• **Requirement**:
Each line from the one that contains "Target: bus headlight" to the end of the material must be set down exactly, and no line before it.

________________

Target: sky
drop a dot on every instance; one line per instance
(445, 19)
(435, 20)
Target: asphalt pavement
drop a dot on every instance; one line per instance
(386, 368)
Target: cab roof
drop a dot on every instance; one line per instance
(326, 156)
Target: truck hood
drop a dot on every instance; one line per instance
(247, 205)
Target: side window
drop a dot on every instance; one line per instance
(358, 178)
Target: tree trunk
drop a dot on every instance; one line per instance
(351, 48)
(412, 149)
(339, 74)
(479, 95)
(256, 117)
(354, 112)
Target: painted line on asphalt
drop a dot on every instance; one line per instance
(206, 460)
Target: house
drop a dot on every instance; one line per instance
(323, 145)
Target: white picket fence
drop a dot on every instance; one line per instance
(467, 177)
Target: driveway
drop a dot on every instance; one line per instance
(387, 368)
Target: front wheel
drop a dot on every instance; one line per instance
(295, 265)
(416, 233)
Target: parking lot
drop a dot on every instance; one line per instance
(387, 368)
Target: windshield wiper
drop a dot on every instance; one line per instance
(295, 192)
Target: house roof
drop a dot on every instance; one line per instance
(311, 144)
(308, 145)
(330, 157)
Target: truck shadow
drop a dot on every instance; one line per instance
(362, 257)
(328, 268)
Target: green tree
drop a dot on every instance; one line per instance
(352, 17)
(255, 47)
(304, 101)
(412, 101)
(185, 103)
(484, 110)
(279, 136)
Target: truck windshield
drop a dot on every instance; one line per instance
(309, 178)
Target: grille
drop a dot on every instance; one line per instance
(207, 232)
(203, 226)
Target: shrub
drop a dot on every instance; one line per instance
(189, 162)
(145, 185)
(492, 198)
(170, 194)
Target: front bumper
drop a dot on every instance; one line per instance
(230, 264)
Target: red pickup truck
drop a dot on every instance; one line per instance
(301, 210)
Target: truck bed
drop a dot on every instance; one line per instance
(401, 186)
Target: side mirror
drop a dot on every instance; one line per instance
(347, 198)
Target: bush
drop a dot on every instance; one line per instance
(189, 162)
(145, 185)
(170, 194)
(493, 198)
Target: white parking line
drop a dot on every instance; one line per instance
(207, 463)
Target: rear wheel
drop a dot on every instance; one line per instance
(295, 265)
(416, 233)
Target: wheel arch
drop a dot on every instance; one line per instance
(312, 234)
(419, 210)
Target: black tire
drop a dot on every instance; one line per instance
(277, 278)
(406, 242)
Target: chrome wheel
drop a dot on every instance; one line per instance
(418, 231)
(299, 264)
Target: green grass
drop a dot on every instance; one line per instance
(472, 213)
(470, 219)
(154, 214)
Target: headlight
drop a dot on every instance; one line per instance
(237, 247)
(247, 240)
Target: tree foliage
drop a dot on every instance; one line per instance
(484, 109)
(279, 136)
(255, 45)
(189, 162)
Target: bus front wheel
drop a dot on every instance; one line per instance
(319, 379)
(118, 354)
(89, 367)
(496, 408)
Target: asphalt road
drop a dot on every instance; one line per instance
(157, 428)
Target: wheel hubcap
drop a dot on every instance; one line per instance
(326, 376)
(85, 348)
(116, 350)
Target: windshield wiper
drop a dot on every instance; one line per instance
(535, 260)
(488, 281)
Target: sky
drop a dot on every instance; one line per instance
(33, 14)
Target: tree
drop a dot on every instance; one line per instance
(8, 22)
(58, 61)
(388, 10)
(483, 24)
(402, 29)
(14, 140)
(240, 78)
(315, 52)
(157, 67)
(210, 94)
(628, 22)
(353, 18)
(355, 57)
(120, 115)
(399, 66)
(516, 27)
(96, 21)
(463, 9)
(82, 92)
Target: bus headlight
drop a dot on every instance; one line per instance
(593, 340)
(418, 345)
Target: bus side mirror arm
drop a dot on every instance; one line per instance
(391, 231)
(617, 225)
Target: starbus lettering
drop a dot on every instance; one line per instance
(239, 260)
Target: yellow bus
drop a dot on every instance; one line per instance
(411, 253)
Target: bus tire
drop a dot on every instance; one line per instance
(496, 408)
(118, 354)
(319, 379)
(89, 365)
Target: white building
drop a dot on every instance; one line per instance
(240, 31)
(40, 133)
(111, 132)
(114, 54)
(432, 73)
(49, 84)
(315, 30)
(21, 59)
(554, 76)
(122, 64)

________________

• **Exercise output**:
Target: bus headlight
drop a dot on every instance; one line per instance
(593, 340)
(418, 345)
Target: bus side mirror arm
drop a dot on every instance; one line per instance
(391, 231)
(617, 225)
Target: starbus lettering
drop a dot on every instance; one line per instance
(239, 260)
Target: yellow bus
drop a dot on every instance; one line per instance
(411, 253)
Target: bus tire
drop a dot on every instance; one line per instance
(496, 408)
(118, 354)
(319, 379)
(89, 365)
Target: white building
drop a dot on every instance; one line per instance
(240, 31)
(40, 133)
(111, 132)
(114, 54)
(432, 73)
(49, 84)
(315, 30)
(21, 59)
(554, 76)
(122, 64)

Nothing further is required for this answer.